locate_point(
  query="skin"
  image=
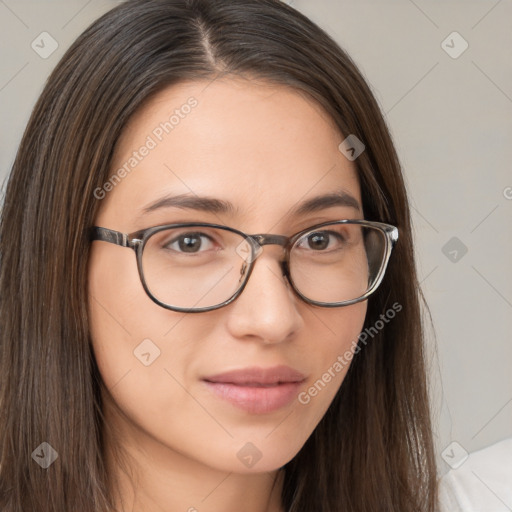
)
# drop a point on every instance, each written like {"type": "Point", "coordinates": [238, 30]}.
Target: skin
{"type": "Point", "coordinates": [264, 148]}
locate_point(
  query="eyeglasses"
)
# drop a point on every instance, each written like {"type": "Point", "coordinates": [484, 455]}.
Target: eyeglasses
{"type": "Point", "coordinates": [195, 267]}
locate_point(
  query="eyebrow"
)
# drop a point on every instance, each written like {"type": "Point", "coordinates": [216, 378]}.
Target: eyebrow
{"type": "Point", "coordinates": [213, 205]}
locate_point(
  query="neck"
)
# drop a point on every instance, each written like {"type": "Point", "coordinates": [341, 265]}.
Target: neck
{"type": "Point", "coordinates": [152, 477]}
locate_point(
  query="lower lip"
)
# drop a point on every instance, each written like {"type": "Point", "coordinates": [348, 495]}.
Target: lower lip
{"type": "Point", "coordinates": [256, 399]}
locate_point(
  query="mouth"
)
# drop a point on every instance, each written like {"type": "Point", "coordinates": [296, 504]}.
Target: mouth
{"type": "Point", "coordinates": [257, 390]}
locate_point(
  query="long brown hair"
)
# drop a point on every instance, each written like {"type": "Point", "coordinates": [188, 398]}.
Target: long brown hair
{"type": "Point", "coordinates": [373, 449]}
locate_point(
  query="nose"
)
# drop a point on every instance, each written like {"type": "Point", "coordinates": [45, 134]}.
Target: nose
{"type": "Point", "coordinates": [267, 308]}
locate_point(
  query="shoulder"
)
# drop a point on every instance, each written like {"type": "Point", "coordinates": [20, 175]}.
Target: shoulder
{"type": "Point", "coordinates": [482, 483]}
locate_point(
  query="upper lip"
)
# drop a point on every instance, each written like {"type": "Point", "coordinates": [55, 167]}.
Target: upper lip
{"type": "Point", "coordinates": [258, 375]}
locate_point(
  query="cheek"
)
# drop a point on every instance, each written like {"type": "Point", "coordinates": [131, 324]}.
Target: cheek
{"type": "Point", "coordinates": [330, 352]}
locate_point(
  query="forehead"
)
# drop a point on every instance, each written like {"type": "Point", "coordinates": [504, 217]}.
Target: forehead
{"type": "Point", "coordinates": [259, 146]}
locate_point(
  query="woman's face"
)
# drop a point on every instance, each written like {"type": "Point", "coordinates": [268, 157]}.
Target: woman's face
{"type": "Point", "coordinates": [264, 150]}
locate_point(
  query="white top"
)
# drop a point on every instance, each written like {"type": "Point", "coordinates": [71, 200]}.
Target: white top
{"type": "Point", "coordinates": [482, 483]}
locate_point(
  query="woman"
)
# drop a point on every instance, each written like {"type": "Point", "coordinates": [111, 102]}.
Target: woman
{"type": "Point", "coordinates": [204, 303]}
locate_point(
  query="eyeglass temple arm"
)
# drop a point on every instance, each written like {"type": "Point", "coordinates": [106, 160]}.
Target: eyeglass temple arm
{"type": "Point", "coordinates": [108, 235]}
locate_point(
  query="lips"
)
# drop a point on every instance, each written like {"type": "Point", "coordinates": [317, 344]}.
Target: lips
{"type": "Point", "coordinates": [257, 390]}
{"type": "Point", "coordinates": [256, 376]}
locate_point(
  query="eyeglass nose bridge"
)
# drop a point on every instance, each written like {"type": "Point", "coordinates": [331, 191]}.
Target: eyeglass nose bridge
{"type": "Point", "coordinates": [259, 240]}
{"type": "Point", "coordinates": [268, 239]}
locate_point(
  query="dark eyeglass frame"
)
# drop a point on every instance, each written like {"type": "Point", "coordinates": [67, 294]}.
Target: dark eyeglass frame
{"type": "Point", "coordinates": [138, 239]}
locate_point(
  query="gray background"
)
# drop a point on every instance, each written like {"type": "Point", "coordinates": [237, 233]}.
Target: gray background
{"type": "Point", "coordinates": [451, 119]}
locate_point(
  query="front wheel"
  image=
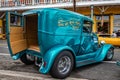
◇ ◇ ◇
=== Activity ===
Please print every record exactly, leaving out the pictures.

=== Response below ===
locate_point(
  query="skin"
  image=
)
# drop a point on every instance, each written like {"type": "Point", "coordinates": [238, 30]}.
Target: skin
{"type": "Point", "coordinates": [264, 148]}
locate_point(
  query="eyeglasses"
)
# drop a point on every instance, each written like {"type": "Point", "coordinates": [484, 455]}.
Target: eyeglasses
{"type": "Point", "coordinates": [195, 267]}
locate_point(
  query="eyebrow"
)
# drop a point on every instance, each written like {"type": "Point", "coordinates": [216, 378]}.
Target: eyebrow
{"type": "Point", "coordinates": [213, 205]}
locate_point(
  query="neck"
)
# drop a point on every instance, each written like {"type": "Point", "coordinates": [341, 265]}.
Target: neck
{"type": "Point", "coordinates": [152, 477]}
locate_point(
  query="lower lip"
)
# drop a point on every instance, each written like {"type": "Point", "coordinates": [348, 495]}.
Target: lower lip
{"type": "Point", "coordinates": [256, 399]}
locate_point(
  query="mouth"
)
# drop a point on every instance, each written like {"type": "Point", "coordinates": [296, 504]}.
Target: mouth
{"type": "Point", "coordinates": [257, 390]}
locate_point(
  query="long brown hair"
)
# drop a point on every instance, each written like {"type": "Point", "coordinates": [188, 398]}.
Target: long brown hair
{"type": "Point", "coordinates": [373, 449]}
locate_point(
  query="nose"
)
# drop a point on every instance, each written like {"type": "Point", "coordinates": [45, 134]}.
Target: nose
{"type": "Point", "coordinates": [267, 308]}
locate_point(
  query="shoulder"
)
# drop a point on every instance, each written like {"type": "Point", "coordinates": [20, 175]}.
Target: shoulder
{"type": "Point", "coordinates": [482, 483]}
locate_point(
  query="upper lip"
)
# drop a point on every instance, each written like {"type": "Point", "coordinates": [55, 167]}.
Target: upper lip
{"type": "Point", "coordinates": [258, 375]}
locate_point(
  query="cheek"
)
# drop a point on every instance, each written like {"type": "Point", "coordinates": [131, 324]}.
Target: cheek
{"type": "Point", "coordinates": [330, 352]}
locate_point(
  query="forehead"
)
# drop a point on every instance, each written like {"type": "Point", "coordinates": [504, 217]}.
Target: forehead
{"type": "Point", "coordinates": [259, 146]}
locate_point(
  query="woman's face"
)
# drop a point on every instance, each written like {"type": "Point", "coordinates": [268, 157]}.
Target: woman's face
{"type": "Point", "coordinates": [264, 150]}
locate_point(
  query="white top"
)
# drop a point on every instance, each written like {"type": "Point", "coordinates": [71, 200]}.
Target: white top
{"type": "Point", "coordinates": [482, 483]}
locate_point(
  query="woman"
)
# drop a point on every instance, each written like {"type": "Point", "coordinates": [111, 102]}.
Target: woman
{"type": "Point", "coordinates": [204, 303]}
locate_point(
  query="eyeglass temple arm"
)
# drop a point on every instance, each written like {"type": "Point", "coordinates": [106, 160]}.
Target: eyeglass temple arm
{"type": "Point", "coordinates": [108, 235]}
locate_point(
  query="lips"
)
# drop a point on every instance, each written like {"type": "Point", "coordinates": [317, 344]}.
Target: lips
{"type": "Point", "coordinates": [257, 390]}
{"type": "Point", "coordinates": [256, 376]}
locate_point(
  query="eyeglass nose bridge"
)
# drop a point on every instance, each written like {"type": "Point", "coordinates": [331, 191]}.
Target: eyeglass nose bridge
{"type": "Point", "coordinates": [259, 240]}
{"type": "Point", "coordinates": [268, 239]}
locate_point(
  query="dark eyeglass frame"
)
# drop a point on every instance, each written like {"type": "Point", "coordinates": [67, 294]}.
Target: dark eyeglass frame
{"type": "Point", "coordinates": [138, 239]}
locate_point(
  query="gray background"
)
# drop a point on every instance, each written like {"type": "Point", "coordinates": [237, 233]}.
Target: gray background
{"type": "Point", "coordinates": [451, 119]}
locate_point(
  query="front wheel"
  image=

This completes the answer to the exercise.